>> begin
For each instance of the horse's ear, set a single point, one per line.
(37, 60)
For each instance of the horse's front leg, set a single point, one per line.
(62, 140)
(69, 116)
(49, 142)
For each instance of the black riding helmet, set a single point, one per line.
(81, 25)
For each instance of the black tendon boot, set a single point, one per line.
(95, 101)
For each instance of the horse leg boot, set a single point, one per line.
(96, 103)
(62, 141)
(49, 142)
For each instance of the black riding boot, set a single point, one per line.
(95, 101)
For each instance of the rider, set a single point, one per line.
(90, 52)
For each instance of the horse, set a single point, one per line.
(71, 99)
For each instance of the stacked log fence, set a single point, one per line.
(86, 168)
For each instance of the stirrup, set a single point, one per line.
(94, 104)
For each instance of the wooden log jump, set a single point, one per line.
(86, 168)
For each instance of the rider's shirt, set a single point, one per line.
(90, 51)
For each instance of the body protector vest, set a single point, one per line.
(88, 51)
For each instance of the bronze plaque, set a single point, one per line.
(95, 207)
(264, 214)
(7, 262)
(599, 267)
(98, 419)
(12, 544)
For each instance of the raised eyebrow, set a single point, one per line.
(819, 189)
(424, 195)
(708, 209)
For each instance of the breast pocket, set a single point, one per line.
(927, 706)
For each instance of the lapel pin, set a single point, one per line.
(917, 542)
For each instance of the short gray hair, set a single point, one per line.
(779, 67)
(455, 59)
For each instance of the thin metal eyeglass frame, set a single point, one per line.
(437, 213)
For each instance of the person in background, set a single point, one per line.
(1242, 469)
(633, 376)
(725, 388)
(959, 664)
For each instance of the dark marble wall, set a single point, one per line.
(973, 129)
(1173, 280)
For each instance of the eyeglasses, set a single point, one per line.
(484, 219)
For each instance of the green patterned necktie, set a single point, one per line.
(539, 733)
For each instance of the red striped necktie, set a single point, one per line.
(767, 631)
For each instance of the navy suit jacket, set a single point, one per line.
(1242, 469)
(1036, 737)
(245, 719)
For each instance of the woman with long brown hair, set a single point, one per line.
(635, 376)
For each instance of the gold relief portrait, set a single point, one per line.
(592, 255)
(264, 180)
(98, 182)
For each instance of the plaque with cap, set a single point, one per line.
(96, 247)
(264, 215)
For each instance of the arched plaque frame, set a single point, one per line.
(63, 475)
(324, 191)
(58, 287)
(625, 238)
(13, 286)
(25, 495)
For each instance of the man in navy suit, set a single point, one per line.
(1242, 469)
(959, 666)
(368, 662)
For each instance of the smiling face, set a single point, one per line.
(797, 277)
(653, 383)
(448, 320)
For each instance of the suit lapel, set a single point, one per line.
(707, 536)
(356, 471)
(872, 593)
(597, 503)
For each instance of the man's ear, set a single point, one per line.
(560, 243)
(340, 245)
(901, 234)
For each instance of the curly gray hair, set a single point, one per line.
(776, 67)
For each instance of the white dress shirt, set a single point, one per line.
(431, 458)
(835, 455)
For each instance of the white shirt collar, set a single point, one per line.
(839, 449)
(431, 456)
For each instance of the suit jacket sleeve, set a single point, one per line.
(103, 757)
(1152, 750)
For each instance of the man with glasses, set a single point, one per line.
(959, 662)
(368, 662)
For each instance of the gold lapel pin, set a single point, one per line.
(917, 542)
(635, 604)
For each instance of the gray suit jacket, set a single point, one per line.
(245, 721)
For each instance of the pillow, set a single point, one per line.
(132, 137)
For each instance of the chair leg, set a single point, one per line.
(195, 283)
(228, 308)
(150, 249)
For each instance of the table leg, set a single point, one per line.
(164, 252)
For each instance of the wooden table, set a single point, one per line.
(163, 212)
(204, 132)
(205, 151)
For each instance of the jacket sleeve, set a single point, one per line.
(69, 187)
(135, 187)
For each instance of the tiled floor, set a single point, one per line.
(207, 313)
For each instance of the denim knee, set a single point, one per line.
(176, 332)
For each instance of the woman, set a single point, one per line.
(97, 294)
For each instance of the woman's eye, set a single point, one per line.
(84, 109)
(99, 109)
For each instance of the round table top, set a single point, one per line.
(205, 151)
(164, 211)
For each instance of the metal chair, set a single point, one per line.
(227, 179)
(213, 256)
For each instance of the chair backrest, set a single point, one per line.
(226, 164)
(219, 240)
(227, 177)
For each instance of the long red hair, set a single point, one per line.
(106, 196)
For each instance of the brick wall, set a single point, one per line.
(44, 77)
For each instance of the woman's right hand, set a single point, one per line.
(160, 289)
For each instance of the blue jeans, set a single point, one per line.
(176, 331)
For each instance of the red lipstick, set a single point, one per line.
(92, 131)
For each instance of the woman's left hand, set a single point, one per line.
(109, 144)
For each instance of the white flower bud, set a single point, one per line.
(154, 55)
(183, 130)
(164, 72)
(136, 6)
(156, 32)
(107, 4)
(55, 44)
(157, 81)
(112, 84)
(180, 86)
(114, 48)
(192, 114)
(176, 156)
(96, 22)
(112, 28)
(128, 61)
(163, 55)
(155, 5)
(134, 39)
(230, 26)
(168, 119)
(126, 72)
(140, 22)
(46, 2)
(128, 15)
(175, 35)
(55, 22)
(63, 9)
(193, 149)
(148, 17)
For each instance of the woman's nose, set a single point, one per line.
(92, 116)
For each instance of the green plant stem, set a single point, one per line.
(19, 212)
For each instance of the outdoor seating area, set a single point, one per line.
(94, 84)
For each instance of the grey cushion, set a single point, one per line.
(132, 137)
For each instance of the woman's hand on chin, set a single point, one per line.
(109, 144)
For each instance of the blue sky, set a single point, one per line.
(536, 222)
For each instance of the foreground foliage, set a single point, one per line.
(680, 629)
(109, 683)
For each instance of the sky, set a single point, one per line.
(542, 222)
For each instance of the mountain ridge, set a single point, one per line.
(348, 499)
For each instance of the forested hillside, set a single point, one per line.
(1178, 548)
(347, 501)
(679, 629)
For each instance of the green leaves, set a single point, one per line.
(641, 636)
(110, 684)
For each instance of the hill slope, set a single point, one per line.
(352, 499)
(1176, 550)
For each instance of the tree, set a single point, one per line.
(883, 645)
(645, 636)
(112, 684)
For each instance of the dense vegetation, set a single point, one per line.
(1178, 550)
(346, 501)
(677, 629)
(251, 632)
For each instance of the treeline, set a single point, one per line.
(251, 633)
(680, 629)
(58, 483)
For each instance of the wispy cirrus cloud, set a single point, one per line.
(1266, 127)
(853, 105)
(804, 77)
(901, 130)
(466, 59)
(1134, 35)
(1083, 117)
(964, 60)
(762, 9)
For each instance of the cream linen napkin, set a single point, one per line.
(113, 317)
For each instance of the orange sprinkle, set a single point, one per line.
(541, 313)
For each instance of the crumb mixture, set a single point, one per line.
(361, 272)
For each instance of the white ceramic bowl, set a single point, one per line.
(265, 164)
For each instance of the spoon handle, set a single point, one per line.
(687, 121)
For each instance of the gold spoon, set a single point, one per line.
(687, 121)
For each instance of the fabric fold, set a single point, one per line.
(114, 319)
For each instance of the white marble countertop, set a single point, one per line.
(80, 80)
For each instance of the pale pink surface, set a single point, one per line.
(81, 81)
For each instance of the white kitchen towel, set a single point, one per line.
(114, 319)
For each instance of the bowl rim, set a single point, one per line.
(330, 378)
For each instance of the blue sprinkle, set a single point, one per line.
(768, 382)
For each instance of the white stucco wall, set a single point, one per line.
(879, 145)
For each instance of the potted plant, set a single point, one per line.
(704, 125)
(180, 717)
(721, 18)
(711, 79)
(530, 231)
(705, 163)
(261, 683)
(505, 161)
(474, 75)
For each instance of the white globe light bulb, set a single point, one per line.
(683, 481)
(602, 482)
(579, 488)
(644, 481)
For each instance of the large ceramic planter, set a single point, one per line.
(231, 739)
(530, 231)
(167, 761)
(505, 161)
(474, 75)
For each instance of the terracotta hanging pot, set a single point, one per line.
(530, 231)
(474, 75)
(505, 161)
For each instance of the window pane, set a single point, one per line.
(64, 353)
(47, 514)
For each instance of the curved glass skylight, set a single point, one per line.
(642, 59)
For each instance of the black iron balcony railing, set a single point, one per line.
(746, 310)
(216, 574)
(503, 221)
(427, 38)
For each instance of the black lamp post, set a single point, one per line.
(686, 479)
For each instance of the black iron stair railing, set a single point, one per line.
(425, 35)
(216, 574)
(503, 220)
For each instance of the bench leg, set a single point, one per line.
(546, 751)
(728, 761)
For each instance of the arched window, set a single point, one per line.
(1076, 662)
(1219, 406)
>> end
*What is being asked*
Repeat exactly, and only, the lines from the one containing "For each instance of the white kitchen" through the end of the material.

*Result of the task*
For each instance of the white kitchen towel, set a single point, one per line.
(114, 319)
For each instance of the bowl rim, set a single point, one per line.
(330, 378)
For each instance of the blue sprinkle, set a single point, one per line.
(768, 382)
For each instance of the white stucco wall, set a single point, one per line.
(879, 145)
For each instance of the potted plant, set a single point, one per line.
(704, 125)
(180, 717)
(721, 18)
(711, 79)
(530, 231)
(705, 163)
(261, 683)
(505, 161)
(474, 75)
For each instance of the white globe light bulb, set a single point, one per line.
(683, 481)
(602, 482)
(579, 488)
(644, 481)
For each instance of the large ceramic planter, set a single point, one per line.
(231, 739)
(530, 231)
(167, 761)
(505, 161)
(474, 75)
For each instance of the terracotta hanging pot, set a single point, one per line.
(530, 231)
(474, 75)
(505, 161)
For each instance of the window pane, set a single point, one per line.
(64, 353)
(47, 514)
For each instance of the curved glass skylight, set a single point, one per line.
(642, 59)
For each instance of the black iron balcony railing, set a single point, one per line.
(746, 310)
(216, 574)
(503, 221)
(427, 38)
For each instance of the black lamp post, set a single point, one per line.
(686, 479)
For each instance of the black iron stair railing, set a single point, one per line.
(425, 35)
(216, 574)
(503, 220)
For each instance of the bench leg, set a single point, one per line.
(546, 751)
(728, 761)
For each instance of the arched window, set a single point, one per line.
(1076, 662)
(1219, 406)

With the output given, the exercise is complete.